The request:
Output only the lines that run from the line holding "Task: identify the ferry" to the end of the entries, both ends included, and skip the pictures.

── Input records ──

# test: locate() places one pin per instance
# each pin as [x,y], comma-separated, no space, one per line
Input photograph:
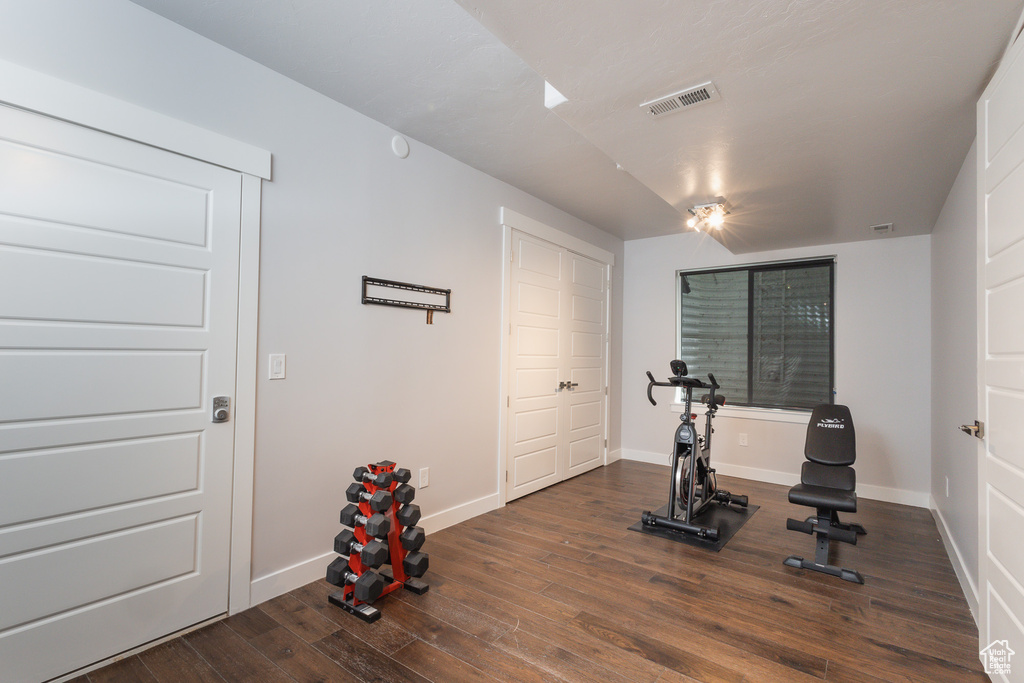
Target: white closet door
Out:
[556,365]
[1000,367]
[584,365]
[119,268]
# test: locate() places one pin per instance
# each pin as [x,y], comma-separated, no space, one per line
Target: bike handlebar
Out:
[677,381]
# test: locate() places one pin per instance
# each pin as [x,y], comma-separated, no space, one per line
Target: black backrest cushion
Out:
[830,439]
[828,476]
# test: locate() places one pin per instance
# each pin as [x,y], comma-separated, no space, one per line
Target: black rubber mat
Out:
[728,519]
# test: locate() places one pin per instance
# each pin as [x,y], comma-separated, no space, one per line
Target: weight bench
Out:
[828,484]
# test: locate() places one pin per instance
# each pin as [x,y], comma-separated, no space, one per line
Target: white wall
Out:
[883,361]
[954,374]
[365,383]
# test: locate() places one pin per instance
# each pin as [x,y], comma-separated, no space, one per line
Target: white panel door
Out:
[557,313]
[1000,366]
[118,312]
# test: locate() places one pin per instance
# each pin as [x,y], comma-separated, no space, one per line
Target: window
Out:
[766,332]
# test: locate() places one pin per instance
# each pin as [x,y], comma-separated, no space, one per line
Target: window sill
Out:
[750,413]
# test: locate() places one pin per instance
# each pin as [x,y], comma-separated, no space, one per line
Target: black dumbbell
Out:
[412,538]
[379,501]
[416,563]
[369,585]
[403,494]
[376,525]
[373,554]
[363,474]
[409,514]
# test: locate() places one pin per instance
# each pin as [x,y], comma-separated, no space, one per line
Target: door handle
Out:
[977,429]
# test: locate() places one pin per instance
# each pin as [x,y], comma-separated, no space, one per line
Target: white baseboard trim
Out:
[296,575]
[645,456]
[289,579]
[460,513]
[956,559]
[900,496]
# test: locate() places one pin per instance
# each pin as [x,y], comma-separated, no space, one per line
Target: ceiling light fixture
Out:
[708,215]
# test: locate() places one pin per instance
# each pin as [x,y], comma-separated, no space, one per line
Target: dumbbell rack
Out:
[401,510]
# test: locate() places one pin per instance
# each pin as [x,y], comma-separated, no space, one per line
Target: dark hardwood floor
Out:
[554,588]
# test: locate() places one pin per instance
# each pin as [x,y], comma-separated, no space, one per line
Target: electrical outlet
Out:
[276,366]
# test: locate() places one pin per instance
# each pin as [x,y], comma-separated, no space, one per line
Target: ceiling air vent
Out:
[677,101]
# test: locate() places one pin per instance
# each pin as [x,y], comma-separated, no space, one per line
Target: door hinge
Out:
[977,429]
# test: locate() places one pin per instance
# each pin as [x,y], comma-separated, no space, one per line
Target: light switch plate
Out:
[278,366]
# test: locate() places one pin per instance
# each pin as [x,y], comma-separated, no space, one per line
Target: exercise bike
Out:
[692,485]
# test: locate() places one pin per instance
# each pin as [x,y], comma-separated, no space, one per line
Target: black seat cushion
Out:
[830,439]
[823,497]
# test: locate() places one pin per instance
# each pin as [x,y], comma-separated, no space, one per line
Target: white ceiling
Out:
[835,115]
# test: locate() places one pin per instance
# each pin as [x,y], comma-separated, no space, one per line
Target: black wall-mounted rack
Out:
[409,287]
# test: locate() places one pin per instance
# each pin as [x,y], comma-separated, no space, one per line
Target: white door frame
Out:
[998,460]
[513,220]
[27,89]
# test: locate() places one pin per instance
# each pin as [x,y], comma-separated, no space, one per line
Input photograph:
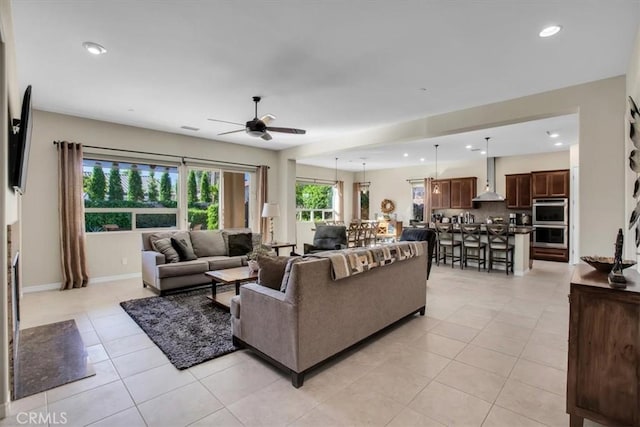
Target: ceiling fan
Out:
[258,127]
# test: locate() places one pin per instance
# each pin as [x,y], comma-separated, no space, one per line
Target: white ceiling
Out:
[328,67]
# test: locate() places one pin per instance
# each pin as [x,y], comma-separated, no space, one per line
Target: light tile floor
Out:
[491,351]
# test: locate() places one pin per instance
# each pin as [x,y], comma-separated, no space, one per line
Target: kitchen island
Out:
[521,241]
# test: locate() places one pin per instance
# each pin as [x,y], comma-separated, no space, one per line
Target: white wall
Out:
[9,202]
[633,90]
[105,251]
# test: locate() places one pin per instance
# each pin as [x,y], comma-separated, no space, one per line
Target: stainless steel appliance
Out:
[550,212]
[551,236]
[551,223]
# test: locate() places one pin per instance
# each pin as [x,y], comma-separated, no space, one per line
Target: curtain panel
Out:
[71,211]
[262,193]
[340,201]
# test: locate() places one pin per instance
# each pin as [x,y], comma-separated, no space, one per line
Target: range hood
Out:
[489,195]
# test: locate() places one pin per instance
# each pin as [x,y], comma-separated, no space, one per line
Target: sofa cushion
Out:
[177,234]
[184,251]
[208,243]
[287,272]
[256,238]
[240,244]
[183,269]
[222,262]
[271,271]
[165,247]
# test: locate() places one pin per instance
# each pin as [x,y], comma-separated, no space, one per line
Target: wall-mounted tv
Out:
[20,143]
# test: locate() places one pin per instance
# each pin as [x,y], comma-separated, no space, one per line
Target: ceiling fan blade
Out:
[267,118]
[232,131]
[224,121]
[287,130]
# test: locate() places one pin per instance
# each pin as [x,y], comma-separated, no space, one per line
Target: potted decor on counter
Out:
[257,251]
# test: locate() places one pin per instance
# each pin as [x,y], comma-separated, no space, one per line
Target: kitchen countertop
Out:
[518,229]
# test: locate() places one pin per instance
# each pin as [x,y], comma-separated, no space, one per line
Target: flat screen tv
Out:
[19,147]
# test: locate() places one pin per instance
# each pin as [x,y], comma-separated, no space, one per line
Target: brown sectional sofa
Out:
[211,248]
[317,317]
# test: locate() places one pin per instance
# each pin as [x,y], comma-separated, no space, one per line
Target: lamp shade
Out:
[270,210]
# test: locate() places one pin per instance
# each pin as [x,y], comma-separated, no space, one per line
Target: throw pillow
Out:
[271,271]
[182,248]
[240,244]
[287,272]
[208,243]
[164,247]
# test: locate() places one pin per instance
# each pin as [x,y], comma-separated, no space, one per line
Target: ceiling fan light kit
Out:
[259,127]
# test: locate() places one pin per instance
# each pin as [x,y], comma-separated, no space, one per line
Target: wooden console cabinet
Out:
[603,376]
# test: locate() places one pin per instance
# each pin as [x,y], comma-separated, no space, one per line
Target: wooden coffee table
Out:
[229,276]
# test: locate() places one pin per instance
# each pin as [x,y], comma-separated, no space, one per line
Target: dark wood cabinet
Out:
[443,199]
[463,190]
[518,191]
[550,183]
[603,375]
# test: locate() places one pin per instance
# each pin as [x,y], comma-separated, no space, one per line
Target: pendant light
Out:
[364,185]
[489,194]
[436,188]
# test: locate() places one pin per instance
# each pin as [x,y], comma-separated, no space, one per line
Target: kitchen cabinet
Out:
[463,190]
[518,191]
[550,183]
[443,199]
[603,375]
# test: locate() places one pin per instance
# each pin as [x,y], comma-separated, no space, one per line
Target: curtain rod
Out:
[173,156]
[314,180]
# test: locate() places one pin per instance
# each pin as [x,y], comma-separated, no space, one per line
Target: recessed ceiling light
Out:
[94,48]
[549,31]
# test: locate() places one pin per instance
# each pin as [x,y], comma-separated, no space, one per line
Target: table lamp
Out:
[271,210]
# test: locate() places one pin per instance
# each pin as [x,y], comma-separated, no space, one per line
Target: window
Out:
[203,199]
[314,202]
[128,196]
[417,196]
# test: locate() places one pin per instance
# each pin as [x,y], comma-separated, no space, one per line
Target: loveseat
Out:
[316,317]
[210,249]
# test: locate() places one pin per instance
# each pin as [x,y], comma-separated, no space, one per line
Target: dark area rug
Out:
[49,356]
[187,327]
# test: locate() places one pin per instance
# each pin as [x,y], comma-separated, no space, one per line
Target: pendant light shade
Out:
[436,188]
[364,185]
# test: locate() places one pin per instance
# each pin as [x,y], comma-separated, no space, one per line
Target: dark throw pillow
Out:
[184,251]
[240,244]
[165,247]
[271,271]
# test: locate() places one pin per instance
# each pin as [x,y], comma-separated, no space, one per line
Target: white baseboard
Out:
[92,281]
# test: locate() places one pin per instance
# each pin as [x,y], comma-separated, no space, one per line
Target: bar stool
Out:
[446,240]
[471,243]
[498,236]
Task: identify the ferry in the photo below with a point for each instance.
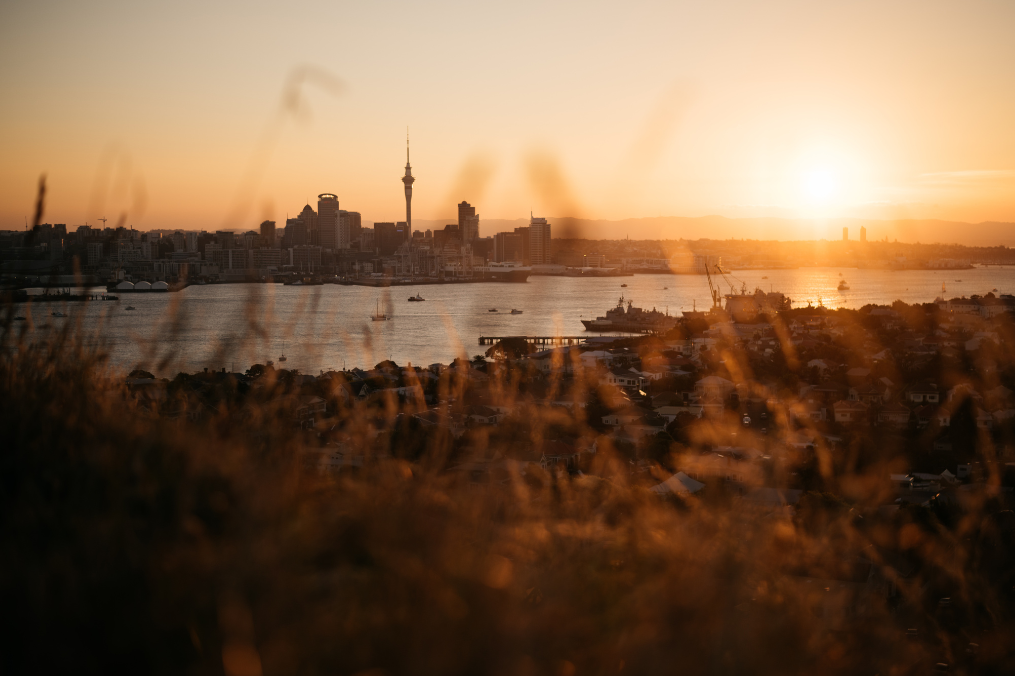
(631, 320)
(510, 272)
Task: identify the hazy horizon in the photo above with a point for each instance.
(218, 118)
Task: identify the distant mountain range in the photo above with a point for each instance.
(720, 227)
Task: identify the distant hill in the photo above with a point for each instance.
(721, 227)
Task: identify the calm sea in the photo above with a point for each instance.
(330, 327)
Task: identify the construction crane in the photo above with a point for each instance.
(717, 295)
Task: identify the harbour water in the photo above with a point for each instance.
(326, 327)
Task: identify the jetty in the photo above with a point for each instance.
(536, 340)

───

The response:
Task: identify the ferry in the photo below with a point for each instance.
(631, 320)
(510, 272)
Task: identify the hazy horizon in the photo above with a point for each instance.
(218, 118)
Task: identify the distant mountain range in the photo above with a point for each instance.
(720, 227)
Task: identify the distant hill in the photo above with a point for each instance.
(721, 227)
Task: identify the calm sea in the photo above with a point for each instance.
(330, 327)
Task: identify the construction crane in the photo above with a point for each instance.
(717, 295)
Task: identify the harbour water in the photo above with a point for each instance.
(326, 327)
Task: identify the jetty in the photo above with a point for each instance.
(536, 340)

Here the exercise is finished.